Data below:

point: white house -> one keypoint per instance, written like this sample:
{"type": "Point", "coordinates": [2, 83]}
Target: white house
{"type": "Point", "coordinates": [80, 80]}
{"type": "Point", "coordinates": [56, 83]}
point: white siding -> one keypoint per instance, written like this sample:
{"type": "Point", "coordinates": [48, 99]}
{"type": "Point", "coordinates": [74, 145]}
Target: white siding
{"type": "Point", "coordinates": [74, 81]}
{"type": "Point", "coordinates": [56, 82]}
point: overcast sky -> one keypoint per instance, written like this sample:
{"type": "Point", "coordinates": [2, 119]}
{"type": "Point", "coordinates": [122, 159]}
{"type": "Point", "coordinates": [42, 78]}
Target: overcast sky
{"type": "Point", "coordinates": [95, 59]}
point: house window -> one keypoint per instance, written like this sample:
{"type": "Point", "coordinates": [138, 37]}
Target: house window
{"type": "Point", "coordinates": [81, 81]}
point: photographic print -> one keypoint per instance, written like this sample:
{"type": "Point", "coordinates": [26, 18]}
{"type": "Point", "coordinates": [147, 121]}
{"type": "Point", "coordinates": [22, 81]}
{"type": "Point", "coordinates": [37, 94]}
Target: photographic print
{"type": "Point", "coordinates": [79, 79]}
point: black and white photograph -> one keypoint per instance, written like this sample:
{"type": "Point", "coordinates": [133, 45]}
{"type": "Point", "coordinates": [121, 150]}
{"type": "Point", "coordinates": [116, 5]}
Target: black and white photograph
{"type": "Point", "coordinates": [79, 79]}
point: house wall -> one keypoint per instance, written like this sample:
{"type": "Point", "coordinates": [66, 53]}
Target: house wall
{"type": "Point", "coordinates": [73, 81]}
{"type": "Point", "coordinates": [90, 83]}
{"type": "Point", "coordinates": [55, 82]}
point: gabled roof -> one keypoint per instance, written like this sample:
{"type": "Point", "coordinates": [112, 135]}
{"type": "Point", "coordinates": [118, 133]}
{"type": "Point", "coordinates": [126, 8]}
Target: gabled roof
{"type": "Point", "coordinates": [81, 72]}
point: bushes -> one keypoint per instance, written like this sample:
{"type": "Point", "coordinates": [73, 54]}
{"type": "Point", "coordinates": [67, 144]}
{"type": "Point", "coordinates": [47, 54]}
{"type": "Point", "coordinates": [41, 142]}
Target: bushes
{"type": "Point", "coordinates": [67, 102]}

End of Data.

What to produce: Please output the complete listing without any alteration.

Task answer:
point: white house -> one keypoint per instance, written like this sample:
{"type": "Point", "coordinates": [2, 83]}
Target: white house
{"type": "Point", "coordinates": [80, 80]}
{"type": "Point", "coordinates": [56, 83]}
point: white siding -> one keypoint per instance, written like this sample:
{"type": "Point", "coordinates": [48, 99]}
{"type": "Point", "coordinates": [74, 145]}
Target: white siding
{"type": "Point", "coordinates": [74, 81]}
{"type": "Point", "coordinates": [56, 82]}
point: overcast sky -> one keypoint per instance, written like this sample:
{"type": "Point", "coordinates": [2, 119]}
{"type": "Point", "coordinates": [122, 159]}
{"type": "Point", "coordinates": [42, 78]}
Target: overcast sky
{"type": "Point", "coordinates": [95, 59]}
point: house window -> one keypoint per instance, written like this sample:
{"type": "Point", "coordinates": [138, 37]}
Target: house window
{"type": "Point", "coordinates": [81, 81]}
point: photographic print -> one keypoint per instance, written like this sample:
{"type": "Point", "coordinates": [26, 18]}
{"type": "Point", "coordinates": [147, 121]}
{"type": "Point", "coordinates": [22, 81]}
{"type": "Point", "coordinates": [37, 94]}
Target: photographic print
{"type": "Point", "coordinates": [79, 79]}
point: black and white photograph -> one keypoint per instance, written like this sample:
{"type": "Point", "coordinates": [133, 45]}
{"type": "Point", "coordinates": [121, 150]}
{"type": "Point", "coordinates": [116, 5]}
Target: black and white photograph
{"type": "Point", "coordinates": [79, 79]}
point: house wall -> one keypoint per instance, written like this sample:
{"type": "Point", "coordinates": [66, 53]}
Target: house wall
{"type": "Point", "coordinates": [73, 81]}
{"type": "Point", "coordinates": [90, 83]}
{"type": "Point", "coordinates": [55, 82]}
point: gabled roof -> one keypoint per instance, written like this sample:
{"type": "Point", "coordinates": [112, 135]}
{"type": "Point", "coordinates": [118, 133]}
{"type": "Point", "coordinates": [126, 8]}
Target: gabled roof
{"type": "Point", "coordinates": [81, 72]}
point: bushes -> one keypoint per instance, written like this sample:
{"type": "Point", "coordinates": [73, 54]}
{"type": "Point", "coordinates": [67, 144]}
{"type": "Point", "coordinates": [47, 54]}
{"type": "Point", "coordinates": [41, 142]}
Target: bushes
{"type": "Point", "coordinates": [67, 102]}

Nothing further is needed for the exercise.